Written instruction: Pick up the cache invalidation excerpt below where it stops, and continue it from its last line.

Invalidation Strategies

┌─────────────────────────────────────────────────────────────────────────────┐
│                    CACHE INVALIDATION APPROACHES                             │
├─────────────────────────────────────────────────────────────────────────────┤
│                                                                              │
│  1. TTL (Time To Live)                                                      │
│  ─────────────────────                                                      │
│  Set expiration time on each entry                                          │
│  Simple but may serve stale data until expiry                               │
│                                                                              │
│  cache.set("user:123", data, ttl=3600)  # Expires in 1 hour                │
│                                                                              │
│  2. EXPLICIT INVALIDATION                                                   │
│  ────────────────────────                                                   │
│  Delete from cache when data changes                                        │
│  Must track all places that cache data                                      │
│                                                                              │
│  await db.update_user(user_id, data)                                       │
│  await cache.delete(f"user:{user_id}")                                     │
│                                                                              │
│  3. EVENT-DRIVEN INVALIDATION                                               │
│  ────────────────────────────                                               │
│  Publish events when data changes                                           │
│  Cache subscribers invalidate on events                                     │
│                                                                              │
│  Database → Event Bus → Cache Invalidator                                   │
│     (CDC)     (Kafka)     (Consumer)                                        │
│                                                                              │
│  4. VERSION-BASED INVALIDATION                                              │
│  ─────────────────────────────                                              │
│  Include version in cache key                                               │
│  Bump version to invalidate all entries                                     │
│                                                                              │
│  cache.get(f"user:{user_id}:v{version}")                                   │
│  # Change version to invalidate all user caches                             │
│                                                                              │
└─────────────────────────────────────────────────────────────────────────────┘

The Delete vs Update Debate

# APPROACH 1: Delete on write (RECOMMENDED)

Supplied entries:
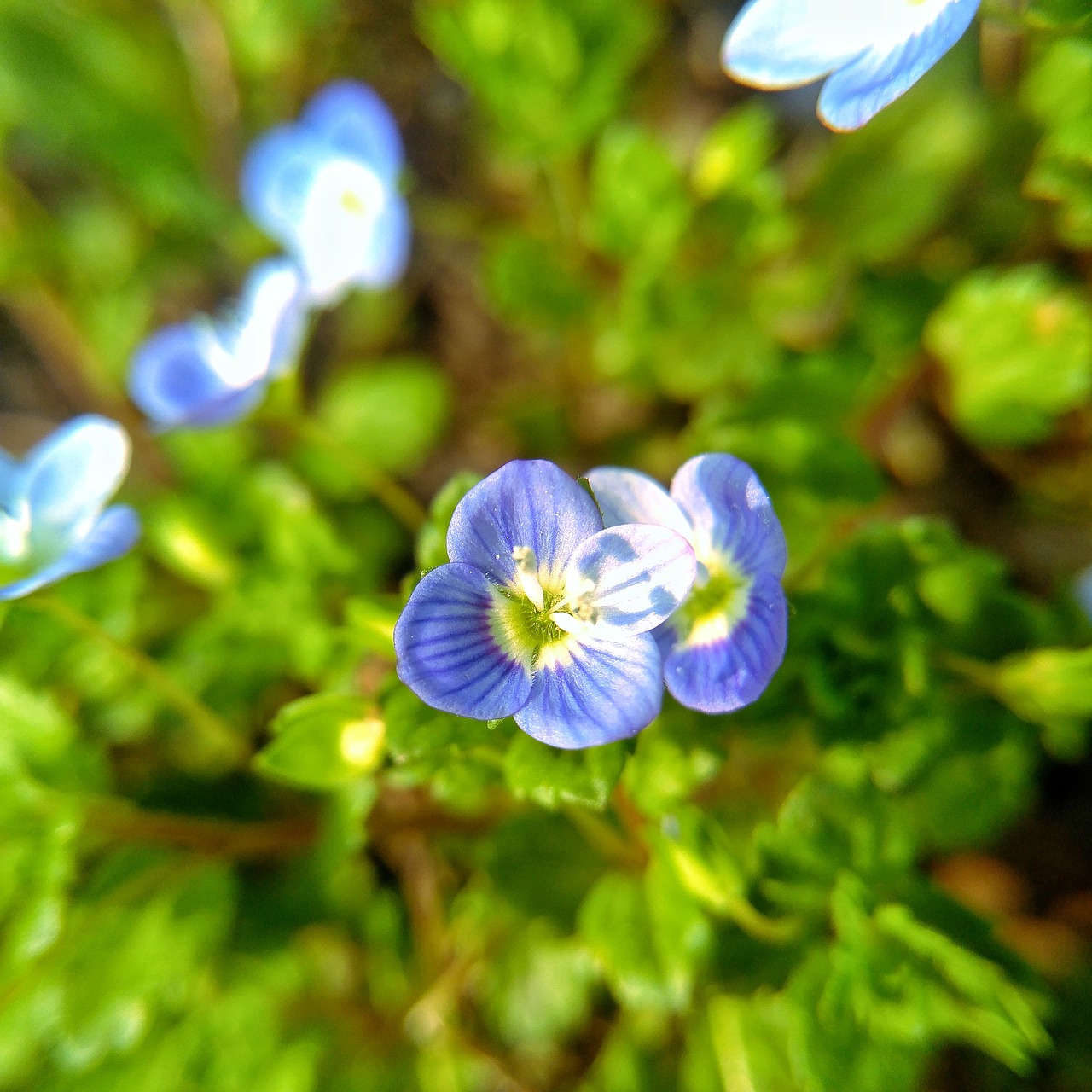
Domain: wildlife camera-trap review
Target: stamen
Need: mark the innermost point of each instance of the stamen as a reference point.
(526, 573)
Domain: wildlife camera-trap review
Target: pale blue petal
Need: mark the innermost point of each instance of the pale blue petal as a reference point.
(594, 691)
(1083, 592)
(626, 496)
(174, 381)
(276, 179)
(638, 576)
(526, 503)
(729, 673)
(11, 482)
(115, 533)
(860, 90)
(70, 476)
(776, 44)
(388, 253)
(730, 514)
(354, 120)
(271, 320)
(448, 653)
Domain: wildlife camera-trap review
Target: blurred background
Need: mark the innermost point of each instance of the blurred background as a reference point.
(878, 877)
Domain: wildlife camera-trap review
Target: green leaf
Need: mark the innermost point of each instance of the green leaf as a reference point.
(322, 743)
(389, 415)
(1017, 347)
(554, 779)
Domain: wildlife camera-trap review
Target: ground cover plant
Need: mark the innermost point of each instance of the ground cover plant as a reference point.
(526, 564)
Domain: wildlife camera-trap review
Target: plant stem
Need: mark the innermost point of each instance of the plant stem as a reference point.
(218, 733)
(391, 494)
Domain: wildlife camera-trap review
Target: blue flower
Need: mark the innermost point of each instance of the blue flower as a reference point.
(873, 50)
(211, 373)
(326, 188)
(53, 522)
(544, 615)
(1083, 591)
(723, 646)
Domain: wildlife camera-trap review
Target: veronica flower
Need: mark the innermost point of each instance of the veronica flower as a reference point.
(54, 521)
(873, 50)
(211, 373)
(326, 188)
(723, 646)
(542, 615)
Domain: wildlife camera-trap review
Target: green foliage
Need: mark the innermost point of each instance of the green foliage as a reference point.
(237, 853)
(1018, 351)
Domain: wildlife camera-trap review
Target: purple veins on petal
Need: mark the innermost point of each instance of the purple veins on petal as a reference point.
(526, 505)
(593, 691)
(449, 650)
(730, 512)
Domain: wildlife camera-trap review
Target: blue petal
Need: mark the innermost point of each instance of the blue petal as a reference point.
(594, 691)
(174, 380)
(276, 179)
(70, 476)
(858, 92)
(730, 514)
(354, 120)
(1083, 592)
(115, 533)
(729, 673)
(270, 322)
(626, 496)
(448, 653)
(11, 482)
(639, 574)
(386, 257)
(776, 44)
(526, 503)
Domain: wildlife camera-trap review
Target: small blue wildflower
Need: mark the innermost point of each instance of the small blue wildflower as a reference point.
(873, 50)
(54, 521)
(326, 188)
(207, 373)
(726, 642)
(1083, 590)
(542, 615)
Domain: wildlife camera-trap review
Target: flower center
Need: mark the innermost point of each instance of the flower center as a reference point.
(532, 619)
(714, 607)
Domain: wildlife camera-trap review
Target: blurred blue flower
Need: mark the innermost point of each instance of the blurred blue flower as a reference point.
(53, 522)
(873, 50)
(206, 373)
(327, 189)
(726, 642)
(1083, 589)
(544, 615)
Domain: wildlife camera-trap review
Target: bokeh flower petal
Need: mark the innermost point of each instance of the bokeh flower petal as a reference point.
(857, 93)
(636, 576)
(448, 652)
(527, 503)
(775, 44)
(113, 534)
(355, 120)
(175, 379)
(733, 670)
(70, 476)
(592, 691)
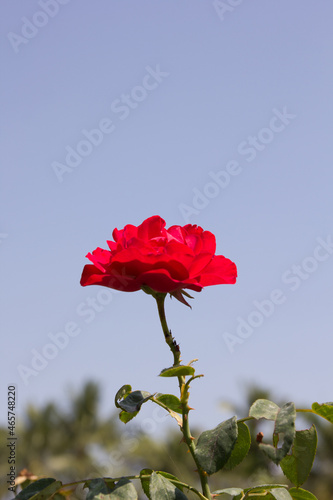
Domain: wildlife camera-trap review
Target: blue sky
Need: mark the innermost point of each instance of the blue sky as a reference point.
(116, 111)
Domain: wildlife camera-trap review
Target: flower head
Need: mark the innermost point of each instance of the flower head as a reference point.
(164, 260)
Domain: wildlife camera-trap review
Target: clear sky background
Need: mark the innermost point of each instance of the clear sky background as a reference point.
(184, 94)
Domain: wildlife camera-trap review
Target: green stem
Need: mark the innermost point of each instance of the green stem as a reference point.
(184, 394)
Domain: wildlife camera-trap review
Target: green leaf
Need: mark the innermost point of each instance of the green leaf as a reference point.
(132, 403)
(263, 408)
(299, 494)
(228, 491)
(284, 424)
(325, 410)
(124, 490)
(145, 481)
(126, 417)
(241, 447)
(96, 487)
(263, 488)
(177, 371)
(171, 478)
(297, 466)
(281, 494)
(170, 401)
(215, 446)
(122, 393)
(41, 489)
(160, 488)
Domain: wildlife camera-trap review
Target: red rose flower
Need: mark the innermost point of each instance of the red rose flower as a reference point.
(165, 260)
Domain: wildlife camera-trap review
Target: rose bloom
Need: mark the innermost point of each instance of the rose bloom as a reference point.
(164, 260)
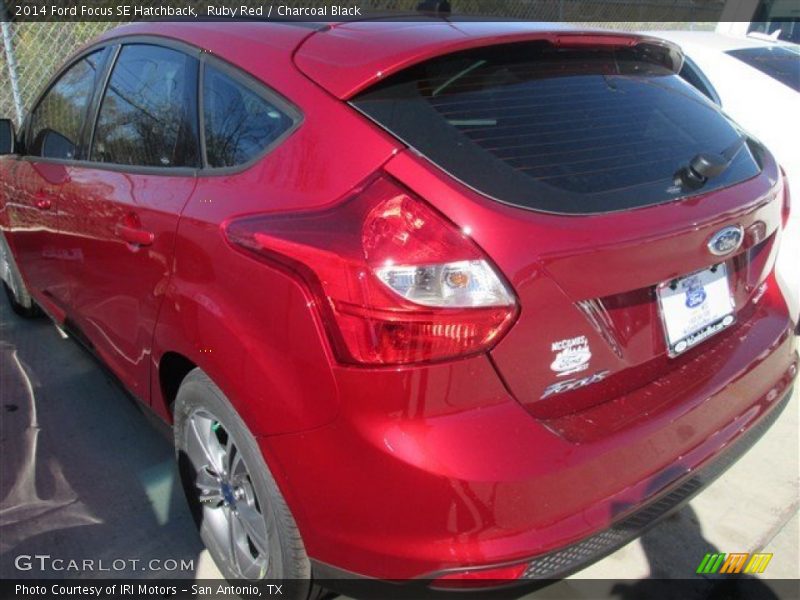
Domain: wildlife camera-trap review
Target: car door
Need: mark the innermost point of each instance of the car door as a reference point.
(121, 206)
(35, 181)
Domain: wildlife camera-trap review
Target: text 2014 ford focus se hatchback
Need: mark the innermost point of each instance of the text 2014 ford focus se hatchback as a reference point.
(436, 301)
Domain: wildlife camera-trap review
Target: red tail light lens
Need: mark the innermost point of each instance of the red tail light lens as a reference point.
(787, 198)
(396, 282)
(491, 577)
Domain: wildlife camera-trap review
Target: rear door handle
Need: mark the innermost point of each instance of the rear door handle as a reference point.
(135, 235)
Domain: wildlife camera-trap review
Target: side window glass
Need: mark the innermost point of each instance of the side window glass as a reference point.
(57, 121)
(240, 124)
(148, 115)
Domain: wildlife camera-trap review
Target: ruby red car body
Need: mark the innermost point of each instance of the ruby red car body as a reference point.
(415, 468)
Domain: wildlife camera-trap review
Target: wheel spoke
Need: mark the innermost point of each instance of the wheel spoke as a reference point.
(203, 446)
(254, 525)
(210, 489)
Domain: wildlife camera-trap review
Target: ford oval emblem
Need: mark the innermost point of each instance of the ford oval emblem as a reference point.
(726, 240)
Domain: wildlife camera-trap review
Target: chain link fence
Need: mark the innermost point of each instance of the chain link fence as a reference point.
(31, 52)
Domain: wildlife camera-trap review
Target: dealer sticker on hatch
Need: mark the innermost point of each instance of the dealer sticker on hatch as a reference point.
(695, 307)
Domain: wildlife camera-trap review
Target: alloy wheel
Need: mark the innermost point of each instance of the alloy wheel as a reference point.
(232, 513)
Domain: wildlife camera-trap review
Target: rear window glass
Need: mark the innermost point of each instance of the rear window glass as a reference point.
(240, 124)
(559, 130)
(779, 63)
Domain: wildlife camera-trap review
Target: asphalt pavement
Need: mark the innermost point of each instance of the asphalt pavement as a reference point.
(85, 475)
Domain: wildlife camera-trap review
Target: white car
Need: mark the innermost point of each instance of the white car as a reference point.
(756, 81)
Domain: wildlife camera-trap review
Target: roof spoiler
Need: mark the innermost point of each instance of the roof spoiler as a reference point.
(652, 50)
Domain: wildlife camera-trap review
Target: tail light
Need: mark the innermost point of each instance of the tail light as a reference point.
(395, 281)
(787, 198)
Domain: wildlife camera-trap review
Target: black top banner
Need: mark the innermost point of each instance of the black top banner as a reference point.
(666, 11)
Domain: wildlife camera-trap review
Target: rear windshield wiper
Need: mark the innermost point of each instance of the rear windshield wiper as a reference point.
(707, 165)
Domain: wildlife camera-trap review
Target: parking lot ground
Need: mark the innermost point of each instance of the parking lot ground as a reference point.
(85, 475)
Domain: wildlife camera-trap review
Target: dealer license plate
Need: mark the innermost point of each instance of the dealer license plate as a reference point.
(695, 307)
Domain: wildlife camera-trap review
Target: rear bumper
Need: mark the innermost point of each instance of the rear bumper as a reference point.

Result of the task:
async def update_user(user_id: str, data: dict):
    await db.update_user(user_id, data)
    await cache.delete(f"user:{user_id}")  # Let next read populate
    
# APPROACH 2: Update on write
async def update_user(user_id: str, data: dict):
    updated_user = await db.update_user(user_id, data)
    await cache.set(f"user:{user_id}", updated_user, ttl=3600)
Why Delete is Usually Better:
┌─────────────────────────────────────────────────────────────────────────────┐
│                    DELETE vs UPDATE                                          │
├─────────────────────────────────────────────────────────────────────────────┤
│                                                                              │
│  RACE CONDITION with UPDATE:                                                │
│  ────────────────────────────                                               │
│                                                                              │
│  Thread 1                              Thread 2                             │
│  ────────                              ────────                             │
│  1. Read user (version 1)                                                   │
│                                        2. Read user (version 1)             │
│  3. Write user (version 2)                                                  │
│                                        4. Write user (version 3)            │
│  5. Update cache (version 2)                                                │
│                                        6. Update cache (version 3)          │
│                                                                              │
│  If steps complete in order: 1,2,3,5,4,6 → Cache has version 3 (correct)   │
│  If steps complete as: 1,2,3,4,5,6 → Cache has version 2 (WRONG!)          │
│                                                                              │
│  ═══════════════════════════════════════════════════════════════════════    │
│                                                                              │
│  DELETE is SAFER:                                                           │
│  ────────────────                                                           │
│                                                                              │
│  Thread 1: Write version 2, DELETE cache                                   │
│  Thread 2: Write version 3, DELETE cache                                   │
│                                                                              │
│  Cache is empty, next read gets version 3 (correct!)                       │
│                                                                              │
│  EXCEPTION: Update is OK if you use compare-and-swap                       │
│  (check version before updating cache)                                      │
│                                                                              │
└─────────────────────────────────────────────────────────────────────────────┘

Cache Stampede (Thundering Herd)

When a popular cache key expires, many requests simultaneously hit the database.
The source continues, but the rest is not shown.